* Kaynak Metin:
----------------
Kategoriler
Spor

Osmanlı Padişahları Arasında Sportmen Sultanlar

Spor sadece bilindiği gibi bizim kitle iletişim araçlarından, televizyondan ve sosyal medyadan takip ettiğimiz gibi bu yüzyılın içerisinde var olan bir eylem değildir. Spor neredeyse insanlık tarihi kadar eskidir. İnsanlar avcılık ve toplacılıkla ilgilenirken bile aslında bir spor yapıyorlardı. Dolayısıyla devlet kuran hükümdarlar da aslında spora kendi bakış açılarına göre önem vermişlerdir. Osmanlı Devleti de önem veren padişahlarla doludur. Osmanlı İmparatorluğu’nun 600 yıllık tarihi boyunca padişahlar, sadece siyasi ve askeri liderler olarak değil, aynı zamanda fiziksel becerileri ve spor yetenekleriyle de öne çıkmışlardır. Özellikle erken dönem padişahları, savaş becerilerini geliştirmek ve sağlıklı kalabilmek için çeşitli sporlarla ilgilenmişlerdir. İşte Osmanlı padişahları arasında en çok spor yapanlar ve onların sporla olan ilişkileri:

II. Mehmed (Fatih Sultan Mehmed)

Fatih Sultan Mehmed sadece bir devlet adamı değildi, aynı zamanda bir askeri ordu komutanıydı, aynı zamanda sportik bir liderdi. Çünkü orduyu yönetmek aslında spora önem vermekten geçer. Sadece disiplinle alakalı bir konu değildir bu. Sadece askeri taktiklerle alakalı bir konu değildir bu. Spora da önem vermek gerekiyor, beden eğitimine de önem vermek gerekiyor. İşte Fatih bunlardan tam olarak bu padişahlardan biriydi. Öyle ki Fatih Sultan Mehmed, entelektüel kişiliğinin yanı sıra güçlü bir fiziksel yapıya da sahipti. İstanbul’un fethi gibi zorlu bir seferi yönetebilmek için üst düzey bir fiziksel dayanıklılığa ihtiyaç duyduğunu iyi biliyordu. Güreş, okçuluk, cirit ve binicilik gibi geleneksel Türk sporlarında son derece maharetliydi. Özellikle ata binme konusunda uzmanlaşmıştı ve uzun süren seferler boyunca at sırtında saatlerce kalabilirdi. Ayrıca ağırlık kaldırma ve mızrak atma gibi güç gerektiren sporlarla da ilgilendiği bilinmektedir.
----------------
* Hedefler:
1. Sportmen padişahlar yazısına göre şu ifadeler doğru mu: (a) Spor yalnızca bu yüzyılda var olan bir eylemdir; (b) Fatih Sultan Mehmed uzun seferlerde at sırtında saatlerce kalabilirdi; (c) Fatih Sultan Mehmed'in fiziksel yapısı zayıftı? Her birine evet ya da hayır diyerek yazıdaki belirleyici sözleri olduğu gibi alıntılar mısın?
2. Sportmen padişahlar yazısını "Spor sadece bilindiği" kısmından "(Fatih Sultan Mehmed)" kısmına kadar, "sosyal medyadan" yerine "internetten" koyarak değiştirip yeniden yazar mısın?
3. Sportmen padişahlar yazısını son cümlesinden sonra devam ettirir misin?

* Sağlanan Bilgiler:
----------------
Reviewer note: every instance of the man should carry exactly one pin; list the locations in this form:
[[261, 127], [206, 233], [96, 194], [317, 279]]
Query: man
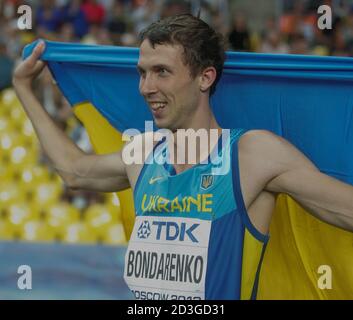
----------------
* Görevlere Göre Sonuçlar:
1.
(a) Hayır: "bu yüzyılın içerisinde var olan bir eylem değildir"
(b) Evet: "uzun süren seferler boyunca at sırtında saatlerce kalabilirdi"
(c) Hayır: "entelektüel kişiliğinin yanı sıra güçlü bir fiziksel yapıya da sahipti"

2.
Spor sadece bilindiği gibi bizim kitle iletişim araçlarından, televizyondan ve internetten takip ettiğimiz gibi bu yüzyılın içerisinde var olan bir eylem değildir. Spor neredeyse insanlık tarihi kadar eskidir. İnsanlar avcılık ve toplacılıkla ilgilenirken bile aslında bir spor yapıyorlardı. Dolayısıyla devlet kuran hükümdarlar da aslında spora kendi bakış açılarına göre önem vermişlerdir. Osmanlı Devleti de önem veren padişahlarla doludur. Osmanlı İmparatorluğu’nun 600 yıllık tarihi boyunca padişahlar, sadece siyasi ve askeri liderler olarak değil, aynı zamanda fiziksel becerileri ve spor yetenekleriyle de öne çıkmışlardır. Özellikle erken dönem padişahları, savaş becerilerini geliştirmek ve sağlıklı kalabilmek için çeşitli sporlarla ilgilenmişlerdir. İşte Osmanlı padişahları arasında en çok spor yapanlar ve onların sporla olan ilişkileri:

II. Mehmed (Fatih Sultan Mehmed)

3.
IV. Murad

Her yiğidin yoğurt yiyiş şekli farklıdır derler. Dolayısıyla her padişahın da aslında ilgilendiği spor alanları farklı olmuştur. Daha çok ilgi duydukları alana önem göstermişlerdir denilebilir. Bu bağlamda Osmanlı padişahları içinde en sportmen kişiliğiyle öne çıkan IV. Murad, özellikle fiziksel gücüyle ün salmıştı. Rivayetlere göre 200 okkalık (yaklaşık 256 kg) gürzleri kaldırabilecek kadar güçlüydü. Okçulukta usta olan padişah, Okmeydanı’nda kendi adına nişan taşları diktirmişti. Cirit, güreş ve binicilikte de son derece yetenekliydi. Av sporlarına olan tutkusu ise meşhurdur; doğanlar, şahinler ve tazılarla avlanırdı. IV. Murad’ın sportmenliği sadece fiziksel değil, aynı zamanda zihinsel sporlara olan ilgisiyle de kendini gösteriyordu; satranç ve backgammon oynamakta da oldukça maharetliydi.

II. Mahmud

Modernleşme yanlısı padişah II. Mahmud, geleneksel sporların yanı sıra batılı tarzda sporlarla da ilgilenmiştir. Güreş, okçuluk ve binicilik gibi geleneksel sporları teşvik etmiş, aynı zamanda fiziksel dayanıklılığını korumak için düzenli egzersiz yapmıştır. Özellikle ata binme konusunda uzmanlaşmış olan II. Mahmud, at üzerinde çeşitli akrobatik hareketler yapabilecek kadar iyi bir biniciydi.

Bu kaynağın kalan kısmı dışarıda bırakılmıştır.